# [Text section]

Kahuna Burger writes:
hmmm... Since the term atheism was coined in a defitily premodern age, I'm not sure this is a valid concern historically. You don't need to know the answers, simply feel that "I don't know" is a better one than "g/God(s) did it".
This statement is fair enough, in a sense, but I would argue, etymology aside, that the "atheists" of the past were more "religious" than most self-styles Christians today. While Epicurean belief in an unintentional, ageless, chaotic universe based on conincidence rather than intent goes back to the 6th century BC, I would argue that these views were so marginal outside of an isolated intellectual elite as to be irrelevant to people who were anything other than full-time intellectuals.
Also, outside of the classical period, such views have held little sway in the rest of the history of the West, despite the continued transmission of the views of Democritus and Lucretius down through the ages.
Certainly, the mainstream Platonist and Aristotelian philosophies which sought to compete with polytheism had a more concrete sense of an ordered, intentional universe than mainstream European and North American Christians do today.
One could also, I suppose, make the case that the major Eastern philosophies of Taoism and Confucianism are not per se, polytheistic.

# [Exercise requirements]
1. Write out the post about atheism from "Certainly, the mainstream" up to and including "Christians do today.", switching "polytheism" to "paganism".
2. According to the post about atheism, to what century does Epicurean belief in a chaotic universe go back?
Rely only on the post about atheism.

Collected data entries
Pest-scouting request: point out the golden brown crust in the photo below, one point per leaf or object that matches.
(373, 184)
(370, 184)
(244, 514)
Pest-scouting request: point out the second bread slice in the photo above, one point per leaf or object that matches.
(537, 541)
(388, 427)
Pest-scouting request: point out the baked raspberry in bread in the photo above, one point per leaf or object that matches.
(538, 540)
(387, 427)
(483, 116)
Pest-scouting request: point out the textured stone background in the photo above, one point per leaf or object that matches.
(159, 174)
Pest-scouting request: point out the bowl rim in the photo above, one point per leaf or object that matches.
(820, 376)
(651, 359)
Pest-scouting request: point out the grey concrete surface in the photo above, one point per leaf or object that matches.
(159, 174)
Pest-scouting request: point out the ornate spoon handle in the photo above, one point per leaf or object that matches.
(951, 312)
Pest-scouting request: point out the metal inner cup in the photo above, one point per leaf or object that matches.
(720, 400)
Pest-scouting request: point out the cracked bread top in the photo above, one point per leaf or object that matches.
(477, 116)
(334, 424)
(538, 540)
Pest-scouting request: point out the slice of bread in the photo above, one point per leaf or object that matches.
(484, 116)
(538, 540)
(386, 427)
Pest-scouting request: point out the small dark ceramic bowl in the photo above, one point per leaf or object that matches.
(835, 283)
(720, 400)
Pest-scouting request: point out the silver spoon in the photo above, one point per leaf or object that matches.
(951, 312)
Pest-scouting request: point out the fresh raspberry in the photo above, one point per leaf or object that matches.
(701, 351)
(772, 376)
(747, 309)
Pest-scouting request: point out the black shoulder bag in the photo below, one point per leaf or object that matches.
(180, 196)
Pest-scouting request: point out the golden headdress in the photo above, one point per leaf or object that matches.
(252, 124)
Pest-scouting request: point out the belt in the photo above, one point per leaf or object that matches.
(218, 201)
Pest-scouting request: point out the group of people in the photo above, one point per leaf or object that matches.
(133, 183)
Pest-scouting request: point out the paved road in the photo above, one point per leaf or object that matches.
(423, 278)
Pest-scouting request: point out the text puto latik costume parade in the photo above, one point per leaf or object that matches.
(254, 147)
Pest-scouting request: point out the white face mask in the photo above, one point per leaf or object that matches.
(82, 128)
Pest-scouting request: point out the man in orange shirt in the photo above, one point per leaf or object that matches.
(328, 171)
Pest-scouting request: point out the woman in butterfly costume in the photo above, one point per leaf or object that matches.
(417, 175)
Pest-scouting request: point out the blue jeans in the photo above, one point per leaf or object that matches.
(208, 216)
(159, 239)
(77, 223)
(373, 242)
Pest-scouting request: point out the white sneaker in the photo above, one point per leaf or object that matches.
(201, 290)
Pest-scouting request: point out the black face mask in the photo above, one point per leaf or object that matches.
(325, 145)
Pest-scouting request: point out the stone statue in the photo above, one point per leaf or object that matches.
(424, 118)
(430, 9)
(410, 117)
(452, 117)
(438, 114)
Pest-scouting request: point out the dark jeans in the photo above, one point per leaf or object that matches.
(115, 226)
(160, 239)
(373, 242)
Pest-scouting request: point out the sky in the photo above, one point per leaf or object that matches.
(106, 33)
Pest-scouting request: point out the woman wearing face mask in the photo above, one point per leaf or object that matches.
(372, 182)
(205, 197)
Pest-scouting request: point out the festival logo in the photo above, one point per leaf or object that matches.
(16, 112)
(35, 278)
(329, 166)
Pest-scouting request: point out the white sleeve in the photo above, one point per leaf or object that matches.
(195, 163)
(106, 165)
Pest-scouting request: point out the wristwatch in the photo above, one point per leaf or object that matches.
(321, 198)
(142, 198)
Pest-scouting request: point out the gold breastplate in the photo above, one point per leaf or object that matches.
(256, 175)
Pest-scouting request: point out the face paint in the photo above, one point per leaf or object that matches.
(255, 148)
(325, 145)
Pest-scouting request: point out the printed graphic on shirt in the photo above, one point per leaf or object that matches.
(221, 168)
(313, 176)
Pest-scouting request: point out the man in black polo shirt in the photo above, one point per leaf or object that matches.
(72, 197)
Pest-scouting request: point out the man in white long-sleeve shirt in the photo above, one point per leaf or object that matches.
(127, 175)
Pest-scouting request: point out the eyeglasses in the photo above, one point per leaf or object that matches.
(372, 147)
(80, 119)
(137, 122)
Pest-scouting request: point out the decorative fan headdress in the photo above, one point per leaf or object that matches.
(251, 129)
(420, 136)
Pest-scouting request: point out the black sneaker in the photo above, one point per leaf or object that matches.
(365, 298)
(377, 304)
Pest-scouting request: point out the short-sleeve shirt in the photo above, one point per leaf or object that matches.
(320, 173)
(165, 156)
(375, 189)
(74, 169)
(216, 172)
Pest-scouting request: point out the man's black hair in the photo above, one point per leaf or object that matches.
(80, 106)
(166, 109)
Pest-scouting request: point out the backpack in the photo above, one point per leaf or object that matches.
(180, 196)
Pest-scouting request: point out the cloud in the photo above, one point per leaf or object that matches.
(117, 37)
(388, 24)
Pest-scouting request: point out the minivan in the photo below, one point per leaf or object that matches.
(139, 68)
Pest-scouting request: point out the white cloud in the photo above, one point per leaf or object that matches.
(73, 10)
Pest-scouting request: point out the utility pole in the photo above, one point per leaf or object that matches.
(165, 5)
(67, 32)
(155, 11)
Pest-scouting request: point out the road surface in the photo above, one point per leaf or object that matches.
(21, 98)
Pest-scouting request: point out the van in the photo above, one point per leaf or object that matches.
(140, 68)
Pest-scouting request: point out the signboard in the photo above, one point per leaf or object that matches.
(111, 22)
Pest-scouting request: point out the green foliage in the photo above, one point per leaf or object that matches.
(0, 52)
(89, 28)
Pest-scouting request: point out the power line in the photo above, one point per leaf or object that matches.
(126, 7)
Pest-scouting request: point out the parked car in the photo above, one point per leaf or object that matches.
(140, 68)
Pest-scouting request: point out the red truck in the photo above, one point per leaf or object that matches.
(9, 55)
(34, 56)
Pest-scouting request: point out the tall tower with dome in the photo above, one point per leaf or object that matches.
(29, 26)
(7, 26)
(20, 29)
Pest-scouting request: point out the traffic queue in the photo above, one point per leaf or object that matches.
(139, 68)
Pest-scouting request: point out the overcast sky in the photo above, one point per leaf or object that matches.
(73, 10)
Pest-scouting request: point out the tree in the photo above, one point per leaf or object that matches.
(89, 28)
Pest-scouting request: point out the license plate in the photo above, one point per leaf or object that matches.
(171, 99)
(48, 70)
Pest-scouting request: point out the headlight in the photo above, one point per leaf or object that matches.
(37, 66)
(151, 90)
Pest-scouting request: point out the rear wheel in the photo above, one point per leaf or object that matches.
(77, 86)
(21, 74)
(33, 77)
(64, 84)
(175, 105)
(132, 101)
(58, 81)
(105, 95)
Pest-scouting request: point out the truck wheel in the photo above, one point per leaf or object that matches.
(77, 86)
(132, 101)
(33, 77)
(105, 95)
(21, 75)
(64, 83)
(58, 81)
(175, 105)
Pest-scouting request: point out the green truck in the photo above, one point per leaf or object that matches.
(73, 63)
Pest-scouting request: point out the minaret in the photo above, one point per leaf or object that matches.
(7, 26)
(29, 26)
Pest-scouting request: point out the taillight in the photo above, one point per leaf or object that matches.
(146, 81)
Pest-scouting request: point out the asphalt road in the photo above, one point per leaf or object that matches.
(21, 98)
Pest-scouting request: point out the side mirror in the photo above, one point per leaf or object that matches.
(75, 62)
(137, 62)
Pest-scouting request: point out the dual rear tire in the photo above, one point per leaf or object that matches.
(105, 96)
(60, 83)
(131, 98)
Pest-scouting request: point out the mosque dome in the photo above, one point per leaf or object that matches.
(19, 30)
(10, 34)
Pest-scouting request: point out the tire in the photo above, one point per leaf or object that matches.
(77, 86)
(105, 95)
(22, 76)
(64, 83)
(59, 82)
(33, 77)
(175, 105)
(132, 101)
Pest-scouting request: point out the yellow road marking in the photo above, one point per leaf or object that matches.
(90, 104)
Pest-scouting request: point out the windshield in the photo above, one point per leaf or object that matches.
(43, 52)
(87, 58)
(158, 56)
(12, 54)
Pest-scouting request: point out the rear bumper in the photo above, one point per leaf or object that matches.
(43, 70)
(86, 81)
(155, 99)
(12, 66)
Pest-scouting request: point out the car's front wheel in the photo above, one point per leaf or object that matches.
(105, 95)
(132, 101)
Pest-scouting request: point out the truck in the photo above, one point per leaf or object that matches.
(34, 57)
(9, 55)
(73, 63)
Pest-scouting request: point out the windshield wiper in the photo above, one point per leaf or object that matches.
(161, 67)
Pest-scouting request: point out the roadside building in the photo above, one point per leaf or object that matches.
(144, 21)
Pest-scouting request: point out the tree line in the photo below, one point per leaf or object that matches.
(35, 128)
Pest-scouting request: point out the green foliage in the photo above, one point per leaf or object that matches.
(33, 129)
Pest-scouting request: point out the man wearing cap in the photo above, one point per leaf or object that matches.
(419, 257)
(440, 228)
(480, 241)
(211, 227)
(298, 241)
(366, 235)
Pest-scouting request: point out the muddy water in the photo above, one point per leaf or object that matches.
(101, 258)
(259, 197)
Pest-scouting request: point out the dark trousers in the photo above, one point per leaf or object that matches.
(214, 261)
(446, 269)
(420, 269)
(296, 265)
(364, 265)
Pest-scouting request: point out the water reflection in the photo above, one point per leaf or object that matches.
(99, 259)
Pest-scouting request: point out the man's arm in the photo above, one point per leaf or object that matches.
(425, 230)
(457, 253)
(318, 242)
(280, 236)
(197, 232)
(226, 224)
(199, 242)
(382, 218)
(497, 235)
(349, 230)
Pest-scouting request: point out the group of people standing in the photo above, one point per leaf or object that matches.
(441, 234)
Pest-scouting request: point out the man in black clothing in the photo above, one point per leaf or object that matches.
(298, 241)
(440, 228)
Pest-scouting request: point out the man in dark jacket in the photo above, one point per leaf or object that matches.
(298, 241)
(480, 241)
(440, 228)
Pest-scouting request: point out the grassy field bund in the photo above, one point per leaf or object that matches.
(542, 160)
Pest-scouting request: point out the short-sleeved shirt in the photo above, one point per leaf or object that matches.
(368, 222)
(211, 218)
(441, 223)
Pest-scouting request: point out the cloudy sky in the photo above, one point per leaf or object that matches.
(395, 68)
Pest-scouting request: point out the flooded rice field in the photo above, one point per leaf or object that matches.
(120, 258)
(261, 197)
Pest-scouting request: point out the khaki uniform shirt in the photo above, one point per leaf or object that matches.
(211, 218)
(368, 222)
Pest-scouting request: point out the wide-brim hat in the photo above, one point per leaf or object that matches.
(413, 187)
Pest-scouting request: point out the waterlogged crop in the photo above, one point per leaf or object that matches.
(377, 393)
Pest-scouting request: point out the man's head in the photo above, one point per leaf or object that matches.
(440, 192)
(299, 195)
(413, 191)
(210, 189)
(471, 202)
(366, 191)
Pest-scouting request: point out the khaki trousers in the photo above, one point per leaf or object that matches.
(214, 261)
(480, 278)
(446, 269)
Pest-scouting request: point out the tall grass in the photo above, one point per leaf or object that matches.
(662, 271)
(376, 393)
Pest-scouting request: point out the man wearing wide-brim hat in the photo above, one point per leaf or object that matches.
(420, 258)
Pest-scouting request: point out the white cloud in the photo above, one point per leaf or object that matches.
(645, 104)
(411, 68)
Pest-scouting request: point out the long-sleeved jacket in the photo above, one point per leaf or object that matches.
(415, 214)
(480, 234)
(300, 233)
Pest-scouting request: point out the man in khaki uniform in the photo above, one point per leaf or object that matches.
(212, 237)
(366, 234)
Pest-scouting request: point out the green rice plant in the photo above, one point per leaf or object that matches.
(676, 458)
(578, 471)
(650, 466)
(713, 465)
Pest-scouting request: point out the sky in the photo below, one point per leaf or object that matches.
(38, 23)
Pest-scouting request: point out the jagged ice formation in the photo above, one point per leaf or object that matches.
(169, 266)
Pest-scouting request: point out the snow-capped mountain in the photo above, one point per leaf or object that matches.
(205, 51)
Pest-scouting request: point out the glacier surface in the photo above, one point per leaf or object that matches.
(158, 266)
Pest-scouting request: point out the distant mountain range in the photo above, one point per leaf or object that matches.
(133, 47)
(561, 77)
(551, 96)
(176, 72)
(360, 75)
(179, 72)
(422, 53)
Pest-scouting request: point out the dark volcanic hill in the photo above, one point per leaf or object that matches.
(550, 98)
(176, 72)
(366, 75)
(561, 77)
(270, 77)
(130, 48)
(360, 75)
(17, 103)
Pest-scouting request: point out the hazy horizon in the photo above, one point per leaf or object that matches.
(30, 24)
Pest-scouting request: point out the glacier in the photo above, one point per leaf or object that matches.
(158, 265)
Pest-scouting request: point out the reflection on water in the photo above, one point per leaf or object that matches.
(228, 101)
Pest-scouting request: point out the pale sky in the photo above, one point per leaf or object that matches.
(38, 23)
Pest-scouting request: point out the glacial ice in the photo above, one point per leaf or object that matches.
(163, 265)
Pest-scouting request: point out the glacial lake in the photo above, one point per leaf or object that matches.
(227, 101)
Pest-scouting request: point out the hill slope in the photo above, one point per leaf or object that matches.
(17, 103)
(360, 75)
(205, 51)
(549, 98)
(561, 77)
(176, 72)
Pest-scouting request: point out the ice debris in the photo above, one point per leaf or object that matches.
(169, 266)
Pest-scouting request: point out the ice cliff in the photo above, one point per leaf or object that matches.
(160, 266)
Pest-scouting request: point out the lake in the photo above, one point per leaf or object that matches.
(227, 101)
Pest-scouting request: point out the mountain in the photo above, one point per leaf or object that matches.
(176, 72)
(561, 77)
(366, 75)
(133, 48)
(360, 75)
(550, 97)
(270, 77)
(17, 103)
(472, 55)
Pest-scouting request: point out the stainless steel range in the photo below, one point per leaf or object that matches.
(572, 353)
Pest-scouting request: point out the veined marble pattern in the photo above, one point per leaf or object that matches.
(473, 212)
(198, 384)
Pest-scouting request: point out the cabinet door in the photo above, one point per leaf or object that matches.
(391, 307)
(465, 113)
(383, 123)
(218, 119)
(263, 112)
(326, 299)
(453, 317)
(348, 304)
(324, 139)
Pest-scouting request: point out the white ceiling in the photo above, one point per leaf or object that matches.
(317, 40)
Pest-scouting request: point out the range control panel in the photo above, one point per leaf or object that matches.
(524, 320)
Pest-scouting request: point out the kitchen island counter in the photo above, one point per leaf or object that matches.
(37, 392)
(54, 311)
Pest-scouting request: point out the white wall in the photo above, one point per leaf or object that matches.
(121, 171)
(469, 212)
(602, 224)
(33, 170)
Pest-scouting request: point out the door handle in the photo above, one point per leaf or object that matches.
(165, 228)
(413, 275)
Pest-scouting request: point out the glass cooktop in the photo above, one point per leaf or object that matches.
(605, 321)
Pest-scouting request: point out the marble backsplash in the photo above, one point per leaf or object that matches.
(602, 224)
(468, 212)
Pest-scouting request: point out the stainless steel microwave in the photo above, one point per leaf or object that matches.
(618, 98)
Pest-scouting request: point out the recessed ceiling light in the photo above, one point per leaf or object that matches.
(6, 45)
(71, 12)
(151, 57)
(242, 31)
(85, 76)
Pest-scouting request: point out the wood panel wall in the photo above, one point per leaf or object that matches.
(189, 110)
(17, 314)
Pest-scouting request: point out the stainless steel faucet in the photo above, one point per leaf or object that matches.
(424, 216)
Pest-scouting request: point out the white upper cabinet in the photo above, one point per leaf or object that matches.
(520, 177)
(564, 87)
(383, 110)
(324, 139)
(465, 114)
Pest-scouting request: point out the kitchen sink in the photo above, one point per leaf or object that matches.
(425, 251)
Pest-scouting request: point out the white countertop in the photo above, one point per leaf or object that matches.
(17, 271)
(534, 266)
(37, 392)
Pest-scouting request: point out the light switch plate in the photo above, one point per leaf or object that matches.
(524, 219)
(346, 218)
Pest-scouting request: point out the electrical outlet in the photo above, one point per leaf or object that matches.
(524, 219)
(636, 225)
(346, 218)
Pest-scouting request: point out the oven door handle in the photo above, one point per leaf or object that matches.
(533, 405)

# [Answer set]
1.
Certainly, the mainstream Platonist and Aristotelian philosophies which sought to compete with paganism had a more concrete sense of an ordered, intentional universe than mainstream European and North American Christians do today.

2. The 6th century BC.